## Consegna
Ricopi fedelmente il passo del testo sul vangelo di Marco che va da "27 gennaio 2018" a "solo nell'ultima pagina.".

## Testo della pagina
________________
27 gennaio 2018
Con Marco alla scoperta di Gesù
Sesta tappa: da Cap. 4-35 a 5-43 (i miracoli)

Introduzione

Come già abbiamo sentito dire altre volte, i quattro vangeli, pur avendo tutti per argomento la vita di Gesù e come fine far conoscere la sua dottrina alle comunità cristiane, hanno un taglio letterario diverso a seconda delle comunità a cui principalmente si riferiscono e della fonte apostolica da cui attingono. Già nella prima tappa di questo cammino di lettura del vangelo di Marco, Claudio ci aveva detto che questo evangelista si rifà a Pietro come fonte e si rivolge principalmente ai pagani che sono quindi all'oscuro della storia del popolo ebraico e delle profezie che hanno accompagnato il suo cammino. Il fine ultimo di Marco è di portarci alla domanda “ ma chi è veramente costui?” e la risposta definitiva la troveremo solo nell'ultima pagina.
________________
## Dati

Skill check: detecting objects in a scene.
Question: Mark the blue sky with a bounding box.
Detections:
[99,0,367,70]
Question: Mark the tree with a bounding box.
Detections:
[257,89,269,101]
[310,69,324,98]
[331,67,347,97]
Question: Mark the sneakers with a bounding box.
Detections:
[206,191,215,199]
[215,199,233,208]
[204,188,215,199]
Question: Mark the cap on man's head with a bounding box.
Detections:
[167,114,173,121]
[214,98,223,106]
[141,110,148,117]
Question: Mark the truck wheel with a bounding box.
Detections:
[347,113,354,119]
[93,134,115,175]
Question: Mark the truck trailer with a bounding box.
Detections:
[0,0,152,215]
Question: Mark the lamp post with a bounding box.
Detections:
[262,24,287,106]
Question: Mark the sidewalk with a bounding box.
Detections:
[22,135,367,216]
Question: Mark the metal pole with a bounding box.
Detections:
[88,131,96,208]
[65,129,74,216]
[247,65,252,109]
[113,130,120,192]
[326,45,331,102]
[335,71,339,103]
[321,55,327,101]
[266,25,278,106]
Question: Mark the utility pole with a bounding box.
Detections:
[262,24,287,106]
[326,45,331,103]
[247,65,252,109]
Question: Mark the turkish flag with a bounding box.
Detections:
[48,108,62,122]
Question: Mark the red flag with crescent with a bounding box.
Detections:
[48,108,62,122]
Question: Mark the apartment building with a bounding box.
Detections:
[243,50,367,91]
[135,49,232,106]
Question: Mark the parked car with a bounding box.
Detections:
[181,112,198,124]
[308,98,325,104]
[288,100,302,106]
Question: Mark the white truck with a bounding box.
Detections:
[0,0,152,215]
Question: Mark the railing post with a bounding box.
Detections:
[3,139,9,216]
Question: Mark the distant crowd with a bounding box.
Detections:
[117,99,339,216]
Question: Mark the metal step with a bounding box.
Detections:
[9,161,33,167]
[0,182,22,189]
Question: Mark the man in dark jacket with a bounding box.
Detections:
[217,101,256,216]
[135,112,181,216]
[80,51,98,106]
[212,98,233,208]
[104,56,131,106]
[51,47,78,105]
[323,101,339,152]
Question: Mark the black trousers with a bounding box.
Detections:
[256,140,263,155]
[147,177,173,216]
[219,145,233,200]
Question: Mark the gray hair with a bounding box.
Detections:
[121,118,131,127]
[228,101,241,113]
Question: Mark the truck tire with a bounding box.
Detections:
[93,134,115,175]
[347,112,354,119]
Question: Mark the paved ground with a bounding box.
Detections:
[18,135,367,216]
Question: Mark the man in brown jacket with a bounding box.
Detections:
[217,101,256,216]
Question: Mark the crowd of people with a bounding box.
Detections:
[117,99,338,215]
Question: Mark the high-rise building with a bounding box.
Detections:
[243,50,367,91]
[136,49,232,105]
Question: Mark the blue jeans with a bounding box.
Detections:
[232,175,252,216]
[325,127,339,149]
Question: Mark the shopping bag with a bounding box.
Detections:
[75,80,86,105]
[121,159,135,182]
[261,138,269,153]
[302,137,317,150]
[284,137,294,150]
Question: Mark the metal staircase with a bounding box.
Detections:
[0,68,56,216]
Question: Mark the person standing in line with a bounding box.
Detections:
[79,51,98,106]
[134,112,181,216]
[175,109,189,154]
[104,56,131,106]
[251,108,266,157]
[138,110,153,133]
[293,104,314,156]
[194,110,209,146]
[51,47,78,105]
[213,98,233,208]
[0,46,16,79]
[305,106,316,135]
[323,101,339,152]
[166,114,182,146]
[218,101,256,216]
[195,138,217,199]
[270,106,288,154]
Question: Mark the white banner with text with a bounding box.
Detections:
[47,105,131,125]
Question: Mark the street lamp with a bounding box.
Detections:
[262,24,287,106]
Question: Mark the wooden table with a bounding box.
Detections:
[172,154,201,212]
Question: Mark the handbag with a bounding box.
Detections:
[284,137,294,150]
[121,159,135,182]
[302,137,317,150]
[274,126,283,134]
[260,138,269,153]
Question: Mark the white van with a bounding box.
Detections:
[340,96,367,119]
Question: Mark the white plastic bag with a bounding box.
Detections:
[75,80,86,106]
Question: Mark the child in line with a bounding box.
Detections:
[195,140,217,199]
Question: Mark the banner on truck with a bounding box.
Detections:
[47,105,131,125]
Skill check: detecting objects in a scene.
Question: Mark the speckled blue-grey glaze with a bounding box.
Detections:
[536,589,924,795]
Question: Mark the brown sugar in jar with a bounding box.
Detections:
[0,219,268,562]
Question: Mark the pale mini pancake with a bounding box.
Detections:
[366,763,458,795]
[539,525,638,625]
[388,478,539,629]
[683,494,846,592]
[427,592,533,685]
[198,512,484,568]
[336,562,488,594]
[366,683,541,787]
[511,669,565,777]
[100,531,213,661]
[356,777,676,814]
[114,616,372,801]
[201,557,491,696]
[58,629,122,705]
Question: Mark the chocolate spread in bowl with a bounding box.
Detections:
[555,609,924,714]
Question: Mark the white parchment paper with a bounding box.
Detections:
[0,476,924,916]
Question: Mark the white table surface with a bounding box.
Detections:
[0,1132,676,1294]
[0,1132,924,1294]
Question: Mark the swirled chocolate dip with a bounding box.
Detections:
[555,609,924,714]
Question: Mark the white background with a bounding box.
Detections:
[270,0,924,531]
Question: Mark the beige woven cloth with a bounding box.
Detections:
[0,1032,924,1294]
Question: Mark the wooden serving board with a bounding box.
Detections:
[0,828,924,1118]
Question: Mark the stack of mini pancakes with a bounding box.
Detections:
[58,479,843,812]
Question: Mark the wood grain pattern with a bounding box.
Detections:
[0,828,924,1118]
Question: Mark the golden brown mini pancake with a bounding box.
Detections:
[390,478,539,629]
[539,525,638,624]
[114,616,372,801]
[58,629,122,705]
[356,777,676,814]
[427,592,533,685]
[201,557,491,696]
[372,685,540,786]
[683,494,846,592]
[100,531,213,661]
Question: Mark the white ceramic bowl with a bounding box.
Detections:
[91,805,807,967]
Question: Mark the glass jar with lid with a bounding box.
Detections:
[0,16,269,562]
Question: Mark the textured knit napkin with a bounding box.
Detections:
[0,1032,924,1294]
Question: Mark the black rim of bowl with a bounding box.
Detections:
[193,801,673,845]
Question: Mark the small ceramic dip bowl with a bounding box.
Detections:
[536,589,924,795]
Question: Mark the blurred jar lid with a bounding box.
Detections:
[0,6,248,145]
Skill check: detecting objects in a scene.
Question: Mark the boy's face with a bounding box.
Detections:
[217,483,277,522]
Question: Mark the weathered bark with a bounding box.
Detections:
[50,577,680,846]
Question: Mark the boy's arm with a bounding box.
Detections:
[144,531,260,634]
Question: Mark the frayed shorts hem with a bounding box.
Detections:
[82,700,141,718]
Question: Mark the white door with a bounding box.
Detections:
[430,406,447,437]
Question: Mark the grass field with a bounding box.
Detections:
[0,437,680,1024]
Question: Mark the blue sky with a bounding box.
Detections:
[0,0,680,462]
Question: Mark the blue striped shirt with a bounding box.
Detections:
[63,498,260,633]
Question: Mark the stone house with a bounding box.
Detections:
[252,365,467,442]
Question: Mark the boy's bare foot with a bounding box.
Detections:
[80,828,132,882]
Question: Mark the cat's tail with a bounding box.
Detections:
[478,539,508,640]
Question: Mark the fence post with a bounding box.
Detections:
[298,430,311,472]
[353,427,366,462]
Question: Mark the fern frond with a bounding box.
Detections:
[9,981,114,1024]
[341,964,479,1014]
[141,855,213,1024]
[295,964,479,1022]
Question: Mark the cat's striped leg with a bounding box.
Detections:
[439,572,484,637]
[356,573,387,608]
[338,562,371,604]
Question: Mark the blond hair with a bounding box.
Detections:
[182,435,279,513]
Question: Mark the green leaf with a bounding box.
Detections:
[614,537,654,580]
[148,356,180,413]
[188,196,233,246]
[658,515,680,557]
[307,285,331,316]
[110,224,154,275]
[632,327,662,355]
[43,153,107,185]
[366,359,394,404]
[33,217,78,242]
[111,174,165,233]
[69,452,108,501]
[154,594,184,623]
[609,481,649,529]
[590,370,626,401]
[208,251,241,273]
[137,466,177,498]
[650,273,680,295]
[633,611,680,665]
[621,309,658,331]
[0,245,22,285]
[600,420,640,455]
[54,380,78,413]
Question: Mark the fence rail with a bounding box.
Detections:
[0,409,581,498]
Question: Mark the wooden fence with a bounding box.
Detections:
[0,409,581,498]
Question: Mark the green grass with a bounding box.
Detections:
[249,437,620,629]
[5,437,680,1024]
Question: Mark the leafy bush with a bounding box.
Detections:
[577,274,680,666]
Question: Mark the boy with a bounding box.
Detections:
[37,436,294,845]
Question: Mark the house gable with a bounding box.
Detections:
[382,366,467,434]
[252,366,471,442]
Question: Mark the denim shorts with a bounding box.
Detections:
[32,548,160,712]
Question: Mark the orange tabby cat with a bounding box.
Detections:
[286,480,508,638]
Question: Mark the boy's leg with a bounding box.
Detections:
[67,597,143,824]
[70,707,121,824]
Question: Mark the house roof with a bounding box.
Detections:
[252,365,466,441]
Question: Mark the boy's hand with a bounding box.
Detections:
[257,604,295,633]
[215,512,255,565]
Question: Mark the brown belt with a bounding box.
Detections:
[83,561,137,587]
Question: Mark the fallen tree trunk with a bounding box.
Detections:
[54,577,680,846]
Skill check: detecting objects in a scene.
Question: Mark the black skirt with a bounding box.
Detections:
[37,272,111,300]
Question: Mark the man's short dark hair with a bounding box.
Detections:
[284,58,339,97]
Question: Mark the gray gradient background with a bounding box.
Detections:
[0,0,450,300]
________________
## Soluzione
27 gennaio 2018
Con Marco alla scoperta di Gesù
Sesta tappa: da Cap. 4-35 a 5-43 (i miracoli)

Introduzione

Come già abbiamo sentito dire altre volte, i quattro vangeli, pur avendo tutti per argomento la vita di Gesù e come fine far conoscere la sua dottrina alle comunità cristiane, hanno un taglio letterario diverso a seconda delle comunità a cui principalmente si riferiscono e della fonte apostolica da cui attingono. Già nella prima tappa di questo cammino di lettura del vangelo di Marco, Claudio ci aveva detto che questo evangelista si rifà a Pietro come fonte e si rivolge principalmente ai pagani che sono quindi all'oscuro della storia del popolo ebraico e delle profezie che hanno accompagnato il suo cammino. Il fine ultimo di Marco è di portarci alla domanda “ ma chi è veramente costui?” e la risposta definitiva la troveremo solo nell'ultima pagina.